- [Task inputs]:
══════════════════════════════
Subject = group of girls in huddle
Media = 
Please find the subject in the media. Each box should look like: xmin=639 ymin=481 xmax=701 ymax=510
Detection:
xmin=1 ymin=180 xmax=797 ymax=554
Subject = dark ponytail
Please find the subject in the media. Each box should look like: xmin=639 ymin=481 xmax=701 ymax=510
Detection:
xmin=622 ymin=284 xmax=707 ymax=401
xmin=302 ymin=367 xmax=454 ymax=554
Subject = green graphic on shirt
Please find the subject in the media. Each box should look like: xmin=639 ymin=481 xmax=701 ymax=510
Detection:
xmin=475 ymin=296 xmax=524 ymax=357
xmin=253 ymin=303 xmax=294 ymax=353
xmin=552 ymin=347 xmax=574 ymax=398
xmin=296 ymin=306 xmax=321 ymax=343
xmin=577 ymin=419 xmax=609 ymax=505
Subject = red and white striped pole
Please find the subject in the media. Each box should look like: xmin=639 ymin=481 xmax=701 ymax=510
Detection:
══════════════════════════════
- [The task]: Word for word, return the entire set of entries.

- [Written response]:
Subject = group of girls in huddle
Media = 
Please find the subject in the media. Each box should look like: xmin=639 ymin=481 xmax=701 ymax=510
Detection:
xmin=1 ymin=180 xmax=797 ymax=554
Subject = dark ponytail
Please find the subject in the media. Each box should look like: xmin=639 ymin=481 xmax=701 ymax=510
Detection:
xmin=622 ymin=284 xmax=707 ymax=401
xmin=302 ymin=367 xmax=454 ymax=554
Subject = green graphic on shirt
Please find the subject in the media. Each box should look like: xmin=639 ymin=481 xmax=701 ymax=510
Detection:
xmin=475 ymin=296 xmax=524 ymax=357
xmin=253 ymin=303 xmax=294 ymax=353
xmin=552 ymin=347 xmax=574 ymax=398
xmin=296 ymin=306 xmax=321 ymax=343
xmin=577 ymin=419 xmax=609 ymax=505
Subject = red and white striped pole
Please find the subject in the media. Each box should look like: xmin=639 ymin=481 xmax=701 ymax=510
Detection:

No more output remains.